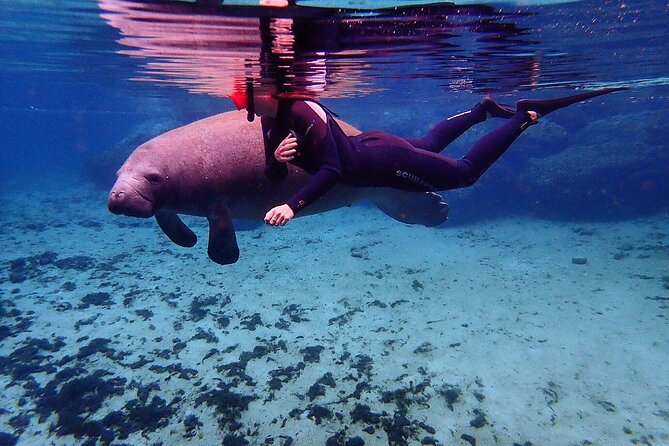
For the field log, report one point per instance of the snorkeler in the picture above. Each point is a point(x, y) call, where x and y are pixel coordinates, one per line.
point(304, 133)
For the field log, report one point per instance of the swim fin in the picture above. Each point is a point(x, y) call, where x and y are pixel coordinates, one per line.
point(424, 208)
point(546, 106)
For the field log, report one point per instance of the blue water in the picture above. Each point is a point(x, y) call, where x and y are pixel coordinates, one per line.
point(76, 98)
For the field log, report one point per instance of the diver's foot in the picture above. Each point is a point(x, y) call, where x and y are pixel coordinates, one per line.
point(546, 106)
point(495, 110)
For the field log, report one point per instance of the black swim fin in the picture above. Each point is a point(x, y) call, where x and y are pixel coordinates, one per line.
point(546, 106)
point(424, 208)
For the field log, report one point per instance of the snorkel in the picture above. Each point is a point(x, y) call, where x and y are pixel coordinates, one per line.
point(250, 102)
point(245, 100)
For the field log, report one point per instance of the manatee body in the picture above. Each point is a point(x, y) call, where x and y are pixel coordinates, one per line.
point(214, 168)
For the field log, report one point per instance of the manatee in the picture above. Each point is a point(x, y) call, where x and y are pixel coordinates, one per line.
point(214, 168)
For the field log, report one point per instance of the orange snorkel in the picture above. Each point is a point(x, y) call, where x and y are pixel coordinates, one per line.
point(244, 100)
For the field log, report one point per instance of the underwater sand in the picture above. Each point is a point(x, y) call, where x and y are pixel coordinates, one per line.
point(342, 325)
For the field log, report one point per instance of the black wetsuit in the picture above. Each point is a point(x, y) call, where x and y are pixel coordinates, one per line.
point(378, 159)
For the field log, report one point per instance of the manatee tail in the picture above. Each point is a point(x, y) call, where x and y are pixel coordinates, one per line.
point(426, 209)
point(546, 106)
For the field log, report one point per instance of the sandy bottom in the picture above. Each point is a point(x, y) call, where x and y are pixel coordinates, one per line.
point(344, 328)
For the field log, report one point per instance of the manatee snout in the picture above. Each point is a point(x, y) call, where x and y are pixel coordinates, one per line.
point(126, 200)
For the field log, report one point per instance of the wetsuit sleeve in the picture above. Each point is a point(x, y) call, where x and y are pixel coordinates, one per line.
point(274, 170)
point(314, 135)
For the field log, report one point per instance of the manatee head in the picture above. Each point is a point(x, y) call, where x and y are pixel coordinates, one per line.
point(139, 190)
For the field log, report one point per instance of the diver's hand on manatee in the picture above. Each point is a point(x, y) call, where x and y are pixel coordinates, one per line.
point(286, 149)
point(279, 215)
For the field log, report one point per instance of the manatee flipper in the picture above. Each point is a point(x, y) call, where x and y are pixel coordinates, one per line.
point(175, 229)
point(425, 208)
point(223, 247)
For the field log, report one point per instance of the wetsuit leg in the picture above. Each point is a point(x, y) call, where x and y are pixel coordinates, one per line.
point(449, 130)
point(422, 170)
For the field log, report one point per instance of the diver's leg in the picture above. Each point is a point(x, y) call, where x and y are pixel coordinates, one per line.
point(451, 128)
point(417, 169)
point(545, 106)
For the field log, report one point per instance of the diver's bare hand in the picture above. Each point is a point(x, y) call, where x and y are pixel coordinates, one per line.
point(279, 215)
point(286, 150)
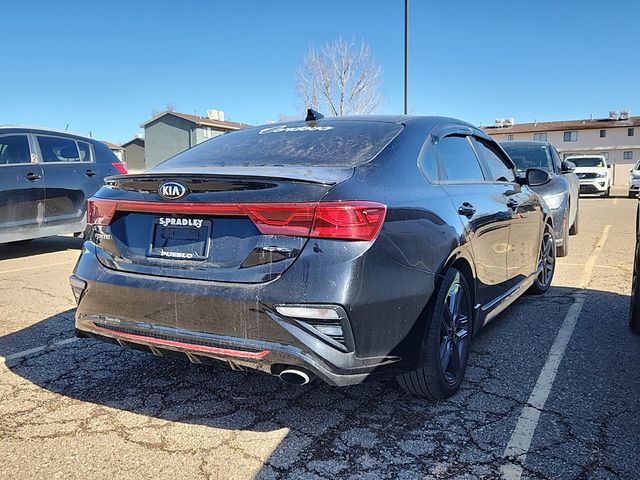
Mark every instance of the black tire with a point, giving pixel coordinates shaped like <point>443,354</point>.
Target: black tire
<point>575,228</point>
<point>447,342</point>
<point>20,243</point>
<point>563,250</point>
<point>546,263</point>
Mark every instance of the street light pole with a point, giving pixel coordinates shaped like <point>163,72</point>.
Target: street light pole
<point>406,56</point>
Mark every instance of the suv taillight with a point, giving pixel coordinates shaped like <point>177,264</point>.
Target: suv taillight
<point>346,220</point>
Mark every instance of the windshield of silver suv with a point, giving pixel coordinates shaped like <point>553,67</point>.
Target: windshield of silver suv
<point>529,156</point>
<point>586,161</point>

⁂

# Set exercise
Copy the records again, starting at the line that contains "of the swim" and stopping after the line that contains "point(76, 98)", and include the requests. Multiply each coordinate in the answers by 1.85 and round to a whole number, with halves rounding up.

# Response to the exercise
For the field log, report one point per instance of the swim fin in the picture above. Each point is a point(x, y) call, where x and y are pixel coordinates, one per line.
point(784, 385)
point(1010, 196)
For the field log, report one point per instance of the blue water in the picture above. Each point is a point(x, y) call, where x and y are pixel coordinates, one per line.
point(141, 181)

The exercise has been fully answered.